In the Star Trek discussion, which 2013 release is said to look visually similar to the SNW Gorn?

Start of EXTRACT

As for Scotty, we're about a handful of years away from Kirk taking command of the Enterprise, so we should be seeing some familiar faces start to appear. If anything, while SNW is certainly doing its own thing, it's going to start looking more and more familiar as we get closer to Kirk's eventual captaincy.

Anyone else think of the 2013 Star Trek videogame when they see the SNW Gorn? They're visually quite similar.

Although McCoy's line about performing a C-section on a pregnant Gorn makes exactly zero sense now.
Oh don't be silly, it's easy to manufacture some minor bullshittium to account for that. For example, there may be multiple castes of Gorn, and while some reproduce by laying their eggs in others, some may have the eggs incubate inside of them until the time they "give birth" in a sense. Plus, this is McCoy, a man who uses old adages and aphorisms. It may not have been a literal c-section.

Even if that doesn't quite fit, it doesn't really matter at the end of the day, though it is fun to fill in the blanks with whatever the hell sticks. :D
 
Besides, if there are different species of Gorn a'la the Xindi (only all reptillian in this case) then maybe the Kelvin Timeline Gorn gave birth to live young or that McCoy had to remove her eggs with a C-section. And the ones here all lay eggs and no human physician has ever had to cut one open to remove their eggs.

Hey, the Xindi stuff in ENT opened the door to a lot.
 
Well that was decently tense episode, but left me with too many questions.

So a disruption field generator on one part of the planet and screw up the whole planet's comms and transporters?

A piece of technology we will probably never see again, used by anyone, in classic Trek fashion. ;)

Anyone else expecting 'Pike's box' to be projectile weapons?

No, but I expected that La'an would have known about it beforehand!

So they are just going to drop the saucer without checking for any other survivors?

Chapel is the only survivor? Really?

That EV suit bay was dreadfully conveniently placed heh? Could not have found Chapel a weapons locker as well heh?

Apparently Spock found the only survivor that mattered. Lucky she survived, eh? ;) And any weapons aboard the Cuyoga would have been unmodified unless she could have gotten to their crate 32.

End of EXTRACT
Start of DATA

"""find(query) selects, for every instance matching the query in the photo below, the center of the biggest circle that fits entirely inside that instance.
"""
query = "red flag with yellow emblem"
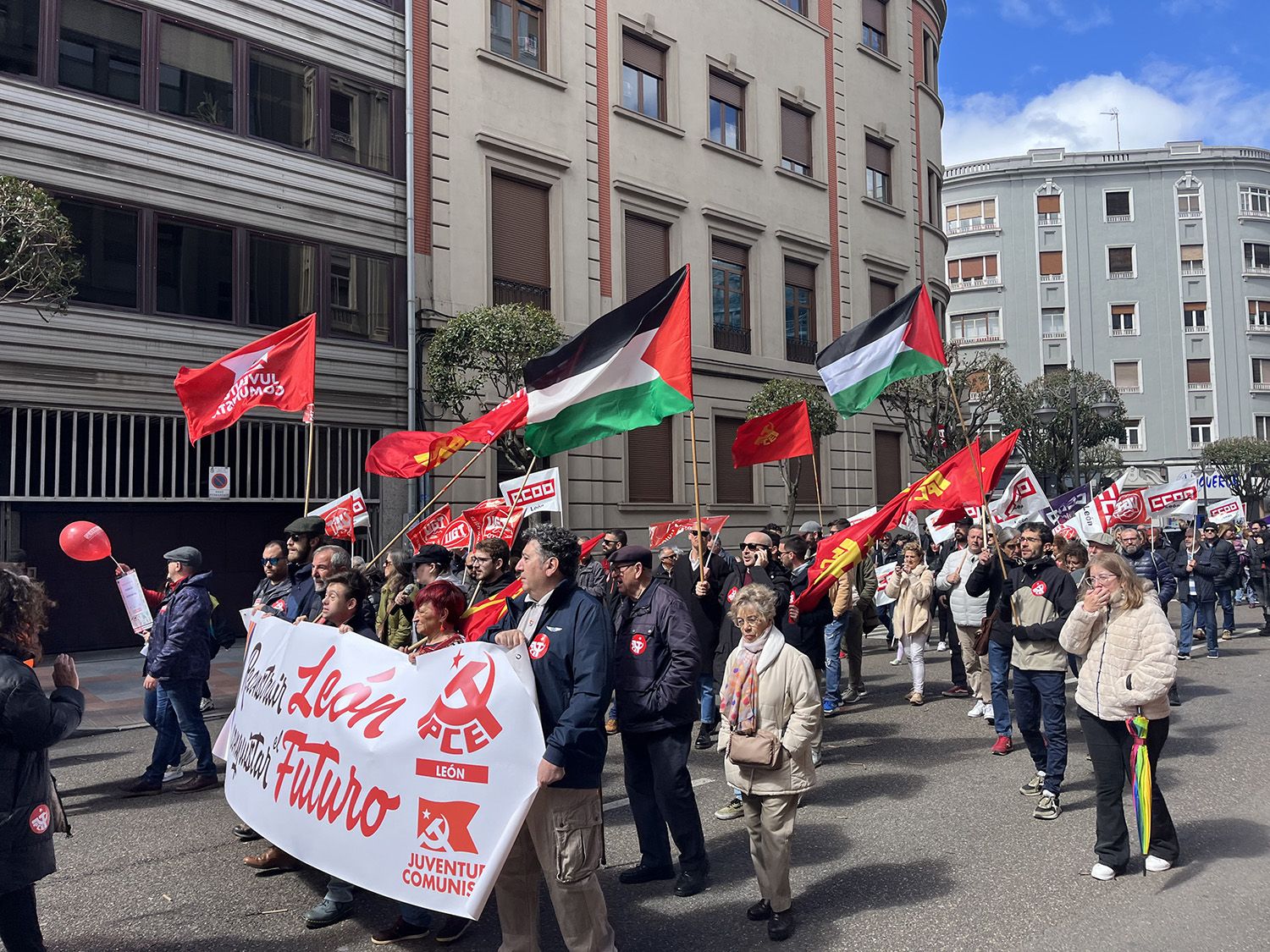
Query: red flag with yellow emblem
(782, 434)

End of DATA

# REPLY TO THE EXERCISE:
The 2013 Star Trek videogame.